»»

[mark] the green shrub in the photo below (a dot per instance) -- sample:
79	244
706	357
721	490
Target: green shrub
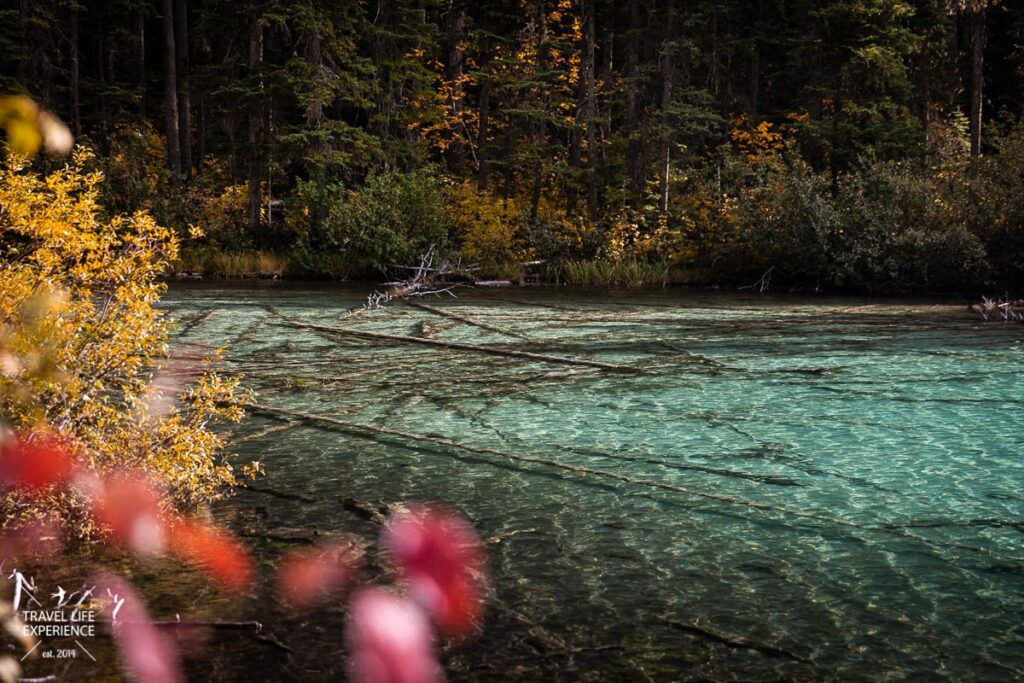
392	219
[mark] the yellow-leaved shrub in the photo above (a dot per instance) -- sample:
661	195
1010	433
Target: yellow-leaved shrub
81	339
487	228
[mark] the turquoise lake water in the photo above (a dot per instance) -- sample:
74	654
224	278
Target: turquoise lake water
848	482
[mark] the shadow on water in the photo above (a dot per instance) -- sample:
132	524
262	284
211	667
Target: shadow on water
894	417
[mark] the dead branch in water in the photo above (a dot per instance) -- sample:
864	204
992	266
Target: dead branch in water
736	643
588	471
426	280
354	426
1005	308
467	319
455	345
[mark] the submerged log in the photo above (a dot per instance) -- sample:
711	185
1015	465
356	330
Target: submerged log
458	346
736	643
466	318
288	496
581	470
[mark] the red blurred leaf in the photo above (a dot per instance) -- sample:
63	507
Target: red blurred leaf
35	463
147	654
308	577
441	557
214	551
389	641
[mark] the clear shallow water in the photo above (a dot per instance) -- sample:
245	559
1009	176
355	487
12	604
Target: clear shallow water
880	442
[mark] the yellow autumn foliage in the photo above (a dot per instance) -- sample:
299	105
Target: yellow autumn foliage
487	228
81	340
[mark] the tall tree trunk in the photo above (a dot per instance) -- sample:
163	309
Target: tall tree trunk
539	127
140	40
26	56
590	100
255	124
455	28
171	90
76	109
977	75
483	107
668	79
184	101
634	151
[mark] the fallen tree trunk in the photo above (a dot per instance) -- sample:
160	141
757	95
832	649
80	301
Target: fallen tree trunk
353	426
457	346
467	319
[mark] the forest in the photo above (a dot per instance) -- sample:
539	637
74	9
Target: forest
402	341
870	145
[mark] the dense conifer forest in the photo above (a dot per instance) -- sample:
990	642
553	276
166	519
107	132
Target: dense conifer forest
843	144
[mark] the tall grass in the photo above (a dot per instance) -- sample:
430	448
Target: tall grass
607	272
233	264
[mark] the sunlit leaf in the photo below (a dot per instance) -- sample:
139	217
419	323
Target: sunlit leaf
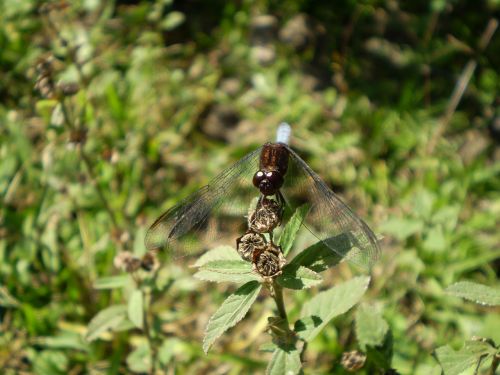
326	305
481	294
455	362
112	282
284	362
292	227
371	327
298	277
232	310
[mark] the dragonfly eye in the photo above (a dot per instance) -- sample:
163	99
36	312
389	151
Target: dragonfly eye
257	178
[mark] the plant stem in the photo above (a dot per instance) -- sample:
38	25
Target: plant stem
147	332
278	298
494	364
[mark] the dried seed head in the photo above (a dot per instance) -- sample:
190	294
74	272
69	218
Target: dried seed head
150	262
248	243
353	361
268	262
127	261
266	216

««

## AIM OF THE EXERCISE
The answer is every line in the data where the word "below" appears.

## EXERCISE RESULT
[mark] the green shrub in the photo below (a dot per instance) -- sample:
[mark] the sunlit leaf in the photo below (a dot per instance) -- sample:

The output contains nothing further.